#### [The problem]
Return every record verbatim.

(Extracted records)
####
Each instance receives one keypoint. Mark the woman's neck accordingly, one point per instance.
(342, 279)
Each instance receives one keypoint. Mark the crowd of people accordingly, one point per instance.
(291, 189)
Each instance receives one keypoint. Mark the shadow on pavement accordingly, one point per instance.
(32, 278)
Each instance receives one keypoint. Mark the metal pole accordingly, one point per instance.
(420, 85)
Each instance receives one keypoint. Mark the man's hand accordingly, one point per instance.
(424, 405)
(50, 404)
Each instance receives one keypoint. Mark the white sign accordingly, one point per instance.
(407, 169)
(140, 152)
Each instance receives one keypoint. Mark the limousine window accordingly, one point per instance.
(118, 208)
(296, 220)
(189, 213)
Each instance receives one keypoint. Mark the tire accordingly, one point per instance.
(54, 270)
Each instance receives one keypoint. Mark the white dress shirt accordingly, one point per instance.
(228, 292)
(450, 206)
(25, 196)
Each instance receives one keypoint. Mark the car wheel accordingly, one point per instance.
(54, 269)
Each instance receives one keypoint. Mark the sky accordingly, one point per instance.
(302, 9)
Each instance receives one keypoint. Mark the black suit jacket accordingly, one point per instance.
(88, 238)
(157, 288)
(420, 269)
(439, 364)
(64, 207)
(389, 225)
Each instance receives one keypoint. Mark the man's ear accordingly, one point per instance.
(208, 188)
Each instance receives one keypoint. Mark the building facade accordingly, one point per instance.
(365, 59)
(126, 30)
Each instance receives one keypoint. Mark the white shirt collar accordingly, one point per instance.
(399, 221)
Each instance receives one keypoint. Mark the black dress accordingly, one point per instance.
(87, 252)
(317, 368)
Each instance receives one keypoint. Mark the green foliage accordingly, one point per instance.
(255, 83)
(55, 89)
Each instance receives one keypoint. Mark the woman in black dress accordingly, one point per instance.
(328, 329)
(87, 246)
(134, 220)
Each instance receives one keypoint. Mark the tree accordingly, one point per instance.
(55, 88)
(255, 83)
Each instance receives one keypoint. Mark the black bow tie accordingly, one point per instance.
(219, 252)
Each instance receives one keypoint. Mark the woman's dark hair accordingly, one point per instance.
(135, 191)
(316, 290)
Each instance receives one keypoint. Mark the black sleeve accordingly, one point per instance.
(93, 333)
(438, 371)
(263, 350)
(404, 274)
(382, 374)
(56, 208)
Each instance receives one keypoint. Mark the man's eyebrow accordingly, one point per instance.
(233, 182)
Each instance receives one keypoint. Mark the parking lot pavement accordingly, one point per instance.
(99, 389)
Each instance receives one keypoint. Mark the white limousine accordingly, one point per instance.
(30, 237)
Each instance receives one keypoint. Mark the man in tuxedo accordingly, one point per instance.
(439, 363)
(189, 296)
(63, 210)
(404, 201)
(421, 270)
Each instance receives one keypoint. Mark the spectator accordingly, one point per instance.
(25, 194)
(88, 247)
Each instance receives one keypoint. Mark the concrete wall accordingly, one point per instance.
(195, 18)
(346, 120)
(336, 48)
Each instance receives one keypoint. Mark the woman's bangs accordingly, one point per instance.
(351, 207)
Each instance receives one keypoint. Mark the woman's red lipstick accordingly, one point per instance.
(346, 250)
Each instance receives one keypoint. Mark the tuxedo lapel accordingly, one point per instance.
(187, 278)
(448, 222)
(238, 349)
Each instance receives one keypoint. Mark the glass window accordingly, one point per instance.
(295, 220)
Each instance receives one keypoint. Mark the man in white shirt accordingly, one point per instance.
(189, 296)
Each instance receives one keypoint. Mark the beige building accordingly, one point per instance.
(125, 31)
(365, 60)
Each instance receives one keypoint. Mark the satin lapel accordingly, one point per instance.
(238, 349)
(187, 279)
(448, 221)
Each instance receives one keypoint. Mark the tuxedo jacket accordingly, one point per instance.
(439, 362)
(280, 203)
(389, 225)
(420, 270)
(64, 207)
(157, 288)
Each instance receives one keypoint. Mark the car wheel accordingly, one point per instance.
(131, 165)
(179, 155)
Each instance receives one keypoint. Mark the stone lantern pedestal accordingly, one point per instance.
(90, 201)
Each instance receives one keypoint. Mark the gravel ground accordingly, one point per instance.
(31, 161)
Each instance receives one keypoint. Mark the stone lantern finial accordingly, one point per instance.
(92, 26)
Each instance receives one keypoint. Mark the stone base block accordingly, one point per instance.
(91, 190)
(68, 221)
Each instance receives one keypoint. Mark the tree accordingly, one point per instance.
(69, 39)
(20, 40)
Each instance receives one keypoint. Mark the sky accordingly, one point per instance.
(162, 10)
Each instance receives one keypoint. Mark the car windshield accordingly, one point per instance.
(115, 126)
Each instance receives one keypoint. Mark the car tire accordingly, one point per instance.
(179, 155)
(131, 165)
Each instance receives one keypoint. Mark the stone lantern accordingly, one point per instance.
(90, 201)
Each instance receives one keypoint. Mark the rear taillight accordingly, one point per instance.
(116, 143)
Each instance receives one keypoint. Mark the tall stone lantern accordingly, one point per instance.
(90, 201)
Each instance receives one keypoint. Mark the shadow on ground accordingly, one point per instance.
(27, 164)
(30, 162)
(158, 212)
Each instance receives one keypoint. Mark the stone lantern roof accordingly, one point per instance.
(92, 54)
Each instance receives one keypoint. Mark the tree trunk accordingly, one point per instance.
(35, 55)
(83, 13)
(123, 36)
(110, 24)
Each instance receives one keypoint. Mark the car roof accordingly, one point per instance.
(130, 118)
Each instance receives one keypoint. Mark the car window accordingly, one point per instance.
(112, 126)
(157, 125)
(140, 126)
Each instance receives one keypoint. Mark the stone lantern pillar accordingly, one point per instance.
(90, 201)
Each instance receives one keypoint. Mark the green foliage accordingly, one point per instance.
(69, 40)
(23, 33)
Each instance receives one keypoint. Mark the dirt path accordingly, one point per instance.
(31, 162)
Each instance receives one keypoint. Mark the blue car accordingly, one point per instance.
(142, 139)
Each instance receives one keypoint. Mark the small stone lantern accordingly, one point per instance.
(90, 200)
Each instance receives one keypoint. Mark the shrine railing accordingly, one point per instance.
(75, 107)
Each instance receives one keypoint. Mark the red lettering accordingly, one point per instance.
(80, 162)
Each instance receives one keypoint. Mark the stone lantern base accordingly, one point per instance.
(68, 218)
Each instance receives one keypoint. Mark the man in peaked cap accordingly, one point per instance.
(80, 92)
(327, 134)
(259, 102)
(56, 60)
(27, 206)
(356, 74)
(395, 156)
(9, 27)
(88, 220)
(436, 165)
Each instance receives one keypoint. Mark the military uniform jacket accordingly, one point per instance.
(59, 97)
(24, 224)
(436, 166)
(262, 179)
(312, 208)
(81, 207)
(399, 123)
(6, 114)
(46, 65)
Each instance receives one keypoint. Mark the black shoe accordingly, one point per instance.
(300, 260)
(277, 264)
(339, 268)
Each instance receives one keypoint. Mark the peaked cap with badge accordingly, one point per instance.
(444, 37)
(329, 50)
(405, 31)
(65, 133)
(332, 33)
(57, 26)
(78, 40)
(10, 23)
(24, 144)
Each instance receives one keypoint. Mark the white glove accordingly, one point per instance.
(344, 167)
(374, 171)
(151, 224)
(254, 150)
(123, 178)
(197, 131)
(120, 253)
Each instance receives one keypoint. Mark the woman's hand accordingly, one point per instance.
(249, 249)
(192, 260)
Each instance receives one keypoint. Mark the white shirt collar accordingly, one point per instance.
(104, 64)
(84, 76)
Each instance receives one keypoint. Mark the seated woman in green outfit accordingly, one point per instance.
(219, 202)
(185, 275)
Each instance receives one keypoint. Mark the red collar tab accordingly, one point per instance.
####
#### [Completed task]
Each instance receives one keypoint. Mark the woman's neck accordingly, one point per instance.
(342, 279)
Each instance receives one keypoint. Mark the crowd of people accordingly, one point per instance.
(291, 189)
Each instance receives one keypoint. Mark the shadow on pavement accordingly, one point per instance.
(32, 278)
Each instance receives one keypoint. Mark the metal pole accordingly, one point per instance.
(420, 85)
Each instance receives one keypoint. Mark the man's hand accordingly, one point per instance.
(424, 405)
(50, 404)
Each instance receives one keypoint. Mark the white sign accordingly, one point per instance.
(407, 169)
(140, 152)
Each instance receives one keypoint. Mark the limousine window accordingly, one point per instance.
(118, 208)
(296, 220)
(189, 213)
Each instance receives one keypoint. Mark the tire accordingly, one point per instance.
(54, 270)
Each instance receives one keypoint. Mark the white dress shirt accordingly, one point per instance.
(228, 292)
(450, 206)
(25, 196)
Each instance receives one keypoint. Mark the car wheel accordingly, one point per instance.
(54, 269)
Each instance receives one keypoint. Mark the sky accordingly, one point per instance.
(302, 9)
Each instance receives one keypoint. Mark the black suit jacket accordingly, one point per instance.
(88, 238)
(157, 288)
(420, 269)
(439, 364)
(64, 207)
(389, 225)
Each instance receives one keypoint. Mark the man's ear accordingly, one point per instance.
(208, 188)
Each instance receives one keypoint. Mark the building facade accordingly, one point per instance.
(365, 59)
(126, 30)
Each instance receives one keypoint. Mark the white shirt collar accordingly, one point per instance.
(399, 221)
Each instance receives one keypoint. Mark the black dress accordingly, one point per instance.
(87, 252)
(317, 368)
Each instance receives one keypoint. Mark the green foliage accordingly, one point per instance.
(255, 83)
(55, 89)
Each instance receives one keypoint. Mark the woman in black dress accordingly, one point per instance.
(328, 329)
(87, 246)
(134, 220)
Each instance receives one keypoint. Mark the tree accordingly, one point per instance.
(55, 88)
(255, 83)
Each instance receives one keypoint. Mark the black bow tie accordingly, one point per instance.
(219, 252)
Each instance receives one keypoint. Mark the woman's dark hair accordingly, one point per instance.
(135, 191)
(316, 290)
Each instance receives one keypoint. Mark the black sleeve accordingly, one point per instance.
(93, 333)
(438, 371)
(263, 350)
(404, 274)
(382, 374)
(56, 208)
Each instance receives one keypoint. Mark the man's eyebrow accordingly, one point per instance.
(233, 182)
Each instance receives one keypoint. Mark the parking lot pavement accordingly, one point per instance.
(99, 389)
Each instance receives one keypoint. Mark the white limousine accordingly, one point per instance.
(30, 237)
Each instance receives one keypoint. Mark the man in tuxedo accordingly, one point per instance.
(439, 363)
(189, 296)
(63, 210)
(404, 201)
(421, 270)
Each instance receives one keypoint. Mark the spectator accordingly, one point per instance.
(25, 194)
(88, 247)
Each instance receives one keypoint. Mark the concrete wall accordingly, one point per instance.
(195, 18)
(346, 120)
(336, 48)
Each instance receives one keypoint. Mark the woman's bangs accordingly, one point per instance.
(351, 207)
Each instance receives one keypoint. Mark the woman's red lipstick accordingly, one point per instance.
(346, 250)
Each instance receives one keypoint. Mark the tuxedo lapel accordingly, one point per instance.
(187, 278)
(448, 222)
(238, 349)
Each instance receives one keypoint. Mark the glass window accordingly, one point per instance.
(295, 220)
Each instance receives one keypoint. Mark the man in white shirt accordingly, one point per instance.
(189, 296)
Each instance receives one keypoint. Mark the beige building accordingly, one point per instance.
(125, 31)
(365, 60)
Each instance receives one keypoint. Mark the satin lapel accordingly, one point per instance.
(238, 349)
(187, 279)
(448, 221)
Each instance receives one keypoint. Mark the tuxedo jacket accordingly, one point per instance.
(439, 362)
(280, 203)
(389, 225)
(420, 270)
(64, 207)
(157, 288)
Each instance receives one keypoint. Mark the car wheel accordingly, one point per instance.
(131, 165)
(179, 155)
Each instance receives one keypoint. Mark the stone lantern pedestal accordingly, one point per instance.
(90, 201)
Each instance receives one keypoint. Mark the gravel ground accordingly, one point per instance.
(31, 161)
Each instance receives one keypoint. Mark the stone lantern finial accordingly, one point per instance.
(92, 26)
Each instance receives one keypoint. Mark the stone base block accordingly, one point per instance.
(91, 190)
(68, 221)
Each instance receives one keypoint. Mark the tree accordingly, one point per instance.
(69, 39)
(20, 40)
Each instance receives one keypoint. Mark the sky accordingly, one point per instance.
(162, 10)
Each instance receives one keypoint. Mark the car windshield accordingly, one point per instance.
(115, 126)
Each instance receives one keypoint. Mark the car tire accordingly, one point per instance.
(179, 155)
(131, 165)
Each instance receives one keypoint. Mark the stone lantern accordingly, one point per instance.
(90, 201)
Each instance receives one keypoint. Mark the rear taillight accordingly, one point per instance.
(116, 143)
Each instance receives one keypoint. Mark the tall stone lantern accordingly, one point per instance.
(90, 201)
Each instance receives one keypoint. Mark the shadow on ground accordingly, one point per instance.
(27, 164)
(30, 162)
(158, 212)
Each instance receives one keypoint. Mark the stone lantern roof accordingly, one point per instance.
(92, 54)
Each instance receives one keypoint. Mark the tree trunk accordingly, one point per instance.
(35, 55)
(83, 13)
(123, 36)
(110, 24)
Each instance receives one keypoint. Mark the car roof accordingly, one point per instance.
(130, 118)
Each instance receives one keypoint. Mark the car window accordingly, one point per instance.
(112, 126)
(157, 125)
(140, 126)
Each instance receives one keypoint. Mark the stone lantern pillar accordingly, one point per instance.
(90, 201)
Each instance receives one keypoint. Mark the green foliage accordingly, one point per instance.
(69, 40)
(23, 33)
Each instance receives one keypoint. Mark the dirt path accordingly, one point per instance.
(31, 162)
Each instance receives one keypoint. Mark the blue car accordingly, one point per instance.
(142, 139)
Each instance receives one keypoint. Mark the small stone lantern accordingly, one point per instance.
(90, 200)
Each instance receives one keypoint. Mark the shrine railing accordingly, one point per instance.
(75, 107)
Each instance receives one keypoint. Mark the red lettering accordingly, one point per instance.
(80, 162)
Each instance receives one keypoint. Mark the stone lantern base accordingly, one point per instance.
(68, 218)
Each instance receives one keypoint. Mark the man in peaked cap accordingly, one point per instance.
(80, 92)
(327, 134)
(259, 102)
(56, 60)
(27, 206)
(356, 74)
(395, 156)
(9, 27)
(88, 220)
(436, 165)
Each instance receives one keypoint. Mark the military uniform jacket accordingly, one point per instance.
(59, 97)
(24, 224)
(436, 166)
(262, 179)
(312, 208)
(81, 207)
(399, 123)
(6, 114)
(46, 65)
Each instance receives one keypoint. Mark the black shoe accordingly, one point per instance.
(300, 260)
(277, 264)
(339, 268)
Each instance receives one keypoint. Mark the peaked cap with badge accordingly, one point per instance.
(444, 37)
(329, 50)
(405, 31)
(65, 133)
(332, 33)
(57, 26)
(78, 40)
(10, 23)
(24, 144)
Each instance receives one keypoint. Mark the white glove accordingly, one point per instance.
(344, 167)
(374, 171)
(151, 224)
(254, 150)
(123, 178)
(197, 131)
(120, 253)
Each instance receives one keypoint. Mark the woman's hand accordingly, one point per instance.
(249, 249)
(192, 260)
Each instance receives one keypoint. Mark the white shirt collar accordingly, one point per instance.
(104, 64)
(84, 76)
Each instance receives one keypoint. Mark the seated woman in green outfit accordingly, one point per instance.
(219, 202)
(185, 275)
Each instance receives one keypoint. Mark the red collar tab accordingly, one point per instance.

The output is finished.